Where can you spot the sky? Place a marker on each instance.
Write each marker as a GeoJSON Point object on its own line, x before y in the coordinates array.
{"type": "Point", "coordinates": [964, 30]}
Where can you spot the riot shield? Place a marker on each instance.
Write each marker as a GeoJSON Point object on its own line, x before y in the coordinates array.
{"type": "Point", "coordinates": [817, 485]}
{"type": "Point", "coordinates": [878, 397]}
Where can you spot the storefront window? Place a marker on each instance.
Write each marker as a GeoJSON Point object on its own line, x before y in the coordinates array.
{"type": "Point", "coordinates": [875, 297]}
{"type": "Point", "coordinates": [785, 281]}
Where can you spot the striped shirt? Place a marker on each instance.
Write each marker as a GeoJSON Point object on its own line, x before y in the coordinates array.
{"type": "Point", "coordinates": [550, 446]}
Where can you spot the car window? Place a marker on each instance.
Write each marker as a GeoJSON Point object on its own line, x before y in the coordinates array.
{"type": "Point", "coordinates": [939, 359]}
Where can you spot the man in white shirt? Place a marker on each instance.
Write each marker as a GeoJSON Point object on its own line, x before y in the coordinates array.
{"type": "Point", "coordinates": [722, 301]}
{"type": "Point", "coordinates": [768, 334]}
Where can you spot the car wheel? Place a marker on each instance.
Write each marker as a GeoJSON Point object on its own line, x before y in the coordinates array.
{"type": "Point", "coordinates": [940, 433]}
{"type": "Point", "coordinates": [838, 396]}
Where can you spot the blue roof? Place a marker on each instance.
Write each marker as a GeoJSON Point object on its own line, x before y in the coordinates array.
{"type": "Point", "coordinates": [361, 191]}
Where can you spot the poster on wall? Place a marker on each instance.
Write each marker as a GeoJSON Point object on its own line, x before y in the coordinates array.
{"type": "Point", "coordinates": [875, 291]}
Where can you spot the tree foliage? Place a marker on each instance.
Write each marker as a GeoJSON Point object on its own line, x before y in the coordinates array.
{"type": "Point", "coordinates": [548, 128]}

• WHAT THE TASK REQUIRES: The whole listing must be reproduced exactly. Do not skip a line.

• EXPECTED OUTPUT:
Where can you spot the sky? Place a marker on each instance.
Write each marker as a GeoJSON Point object on its own line, x before y in the coordinates array.
{"type": "Point", "coordinates": [964, 30]}
Where can you spot the riot shield? Place a marker on each instance.
Write each marker as a GeoJSON Point object on its own line, x before y in the coordinates array.
{"type": "Point", "coordinates": [817, 485]}
{"type": "Point", "coordinates": [878, 397]}
Where can you spot the storefront window? Place a marker on each instance.
Write each marker as a GeoJSON Point object on its own line, x before y in the coordinates array.
{"type": "Point", "coordinates": [875, 297]}
{"type": "Point", "coordinates": [785, 281]}
Where can you spot the striped shirt? Place a marker on each instance.
Write each marker as a GeoJSON Point object on its own line, x before y in the coordinates array.
{"type": "Point", "coordinates": [550, 446]}
Where can you spot the car window? Place a marker on each instance.
Write each marker as a GeoJSON Point object on its own line, x before y in the coordinates array.
{"type": "Point", "coordinates": [939, 359]}
Where can you spot the man in white shirt? Place a marker on each instance.
Write each marker as a GeoJSON Point object on its own line, x before y in the coordinates array.
{"type": "Point", "coordinates": [722, 301]}
{"type": "Point", "coordinates": [768, 334]}
Where can you spot the car wheel? Place a marker on each instance.
Write each marker as a GeoJSON Point object on its own line, x before y in the coordinates array.
{"type": "Point", "coordinates": [940, 433]}
{"type": "Point", "coordinates": [838, 396]}
Where can you spot the blue roof? Place a marker on each instance.
Write each marker as a GeoJSON Point object on its own line, x before y in the coordinates array.
{"type": "Point", "coordinates": [361, 191]}
Where can you spot the poster on wall? Place a marker on each instance.
Write each marker as a GeoJSON Point object on its own line, x before y in the coordinates array.
{"type": "Point", "coordinates": [875, 291]}
Where can you spot the tree foliage? Place a marker on each instance.
Write each marker as a GeoJSON Point object on its own line, x before y in the coordinates array.
{"type": "Point", "coordinates": [548, 128]}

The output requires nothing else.